What to do
Every single entry must be restated word for word.

Data for this exercise
* * * * *

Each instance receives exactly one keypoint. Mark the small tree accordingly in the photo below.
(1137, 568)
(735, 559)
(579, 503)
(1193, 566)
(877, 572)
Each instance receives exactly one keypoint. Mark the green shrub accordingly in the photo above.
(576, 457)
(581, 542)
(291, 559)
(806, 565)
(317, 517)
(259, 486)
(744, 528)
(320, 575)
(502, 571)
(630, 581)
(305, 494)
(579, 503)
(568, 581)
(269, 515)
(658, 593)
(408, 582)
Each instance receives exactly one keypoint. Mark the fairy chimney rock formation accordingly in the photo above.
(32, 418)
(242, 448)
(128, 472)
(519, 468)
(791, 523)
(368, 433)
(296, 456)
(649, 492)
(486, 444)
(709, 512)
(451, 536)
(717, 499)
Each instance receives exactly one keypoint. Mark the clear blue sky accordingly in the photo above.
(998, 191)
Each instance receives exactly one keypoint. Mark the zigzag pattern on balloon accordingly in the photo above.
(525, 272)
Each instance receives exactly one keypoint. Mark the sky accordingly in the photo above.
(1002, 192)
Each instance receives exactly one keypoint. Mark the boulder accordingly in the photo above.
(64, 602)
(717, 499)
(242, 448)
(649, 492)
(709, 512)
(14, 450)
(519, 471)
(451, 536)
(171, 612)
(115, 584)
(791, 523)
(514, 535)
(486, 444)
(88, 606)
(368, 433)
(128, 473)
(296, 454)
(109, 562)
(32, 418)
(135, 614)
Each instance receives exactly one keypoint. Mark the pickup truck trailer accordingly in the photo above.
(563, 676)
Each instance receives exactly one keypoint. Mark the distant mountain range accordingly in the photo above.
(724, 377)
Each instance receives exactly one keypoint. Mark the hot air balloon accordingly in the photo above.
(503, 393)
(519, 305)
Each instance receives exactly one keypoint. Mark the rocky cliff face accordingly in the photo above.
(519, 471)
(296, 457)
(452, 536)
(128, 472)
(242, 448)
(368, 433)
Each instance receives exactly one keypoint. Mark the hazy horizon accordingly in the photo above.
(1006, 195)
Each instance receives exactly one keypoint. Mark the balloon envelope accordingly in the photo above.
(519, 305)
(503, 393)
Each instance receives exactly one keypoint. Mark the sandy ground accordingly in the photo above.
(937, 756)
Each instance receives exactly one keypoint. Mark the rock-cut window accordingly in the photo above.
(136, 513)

* * * * *

Result of the exercise
Each instance receives exactly one keypoint. Mark the small tree accordingly in the photo below.
(1137, 568)
(735, 559)
(579, 503)
(1193, 566)
(877, 572)
Each instance receives exactly one keypoint. Mark the green shrub accordingly in the photo above.
(576, 457)
(581, 542)
(291, 559)
(806, 565)
(317, 517)
(259, 486)
(744, 528)
(320, 575)
(502, 571)
(630, 581)
(305, 494)
(579, 503)
(568, 581)
(269, 515)
(658, 593)
(408, 582)
Each instance receives exactly one keypoint. Mark the fairy chimney rock formation accordingly in the photo above.
(32, 418)
(242, 448)
(128, 472)
(519, 468)
(791, 523)
(368, 433)
(296, 456)
(649, 492)
(486, 444)
(709, 512)
(451, 536)
(717, 499)
Each instance receives exactly one keypoint. Mark the clear blue sky accordingly in the photo above.
(998, 191)
Each instance receives exactly one keypoint. Mark the zigzag pattern on balloon accordingly in the photo above.
(525, 272)
Each instance receives exactly one keypoint. Mark the sky accordingly in the photo above.
(1002, 192)
Each instance receives exactly one keypoint. Mark the boulder accordingly in the photo above.
(64, 602)
(717, 499)
(242, 448)
(649, 492)
(709, 512)
(14, 450)
(519, 471)
(451, 536)
(171, 612)
(115, 584)
(791, 523)
(514, 535)
(486, 444)
(88, 606)
(368, 433)
(128, 473)
(296, 454)
(109, 562)
(32, 418)
(135, 614)
Each instance receives exactly one keypoint. Mark the pickup truck trailer accordingly in the photo above.
(563, 676)
Each instance receives exactly one keypoint. Mark the distant mountain range accordingly in the photo above.
(724, 377)
Each instance receives exactly one keypoint. Mark the hot air balloon accordingly in the photo above.
(503, 393)
(519, 305)
Each instance receives exactly one keypoint. Mark the rocky cliff face accordingly in the photo above.
(519, 471)
(296, 457)
(452, 536)
(128, 472)
(242, 448)
(368, 433)
Each instance receives exactly one keypoint. Mark the hazy horizon accordingly in the photo above.
(1006, 195)
Each instance receives exactly one keypoint. Mark the balloon envelope accordingly in the photo above.
(519, 305)
(503, 393)
Each instance receives exactly one keypoint. Mark the sandy ground accordingly in the photo above.
(937, 756)
Each instance receives exactly one keypoint. Mark the rock-cut window accordingly in the photo above.
(136, 513)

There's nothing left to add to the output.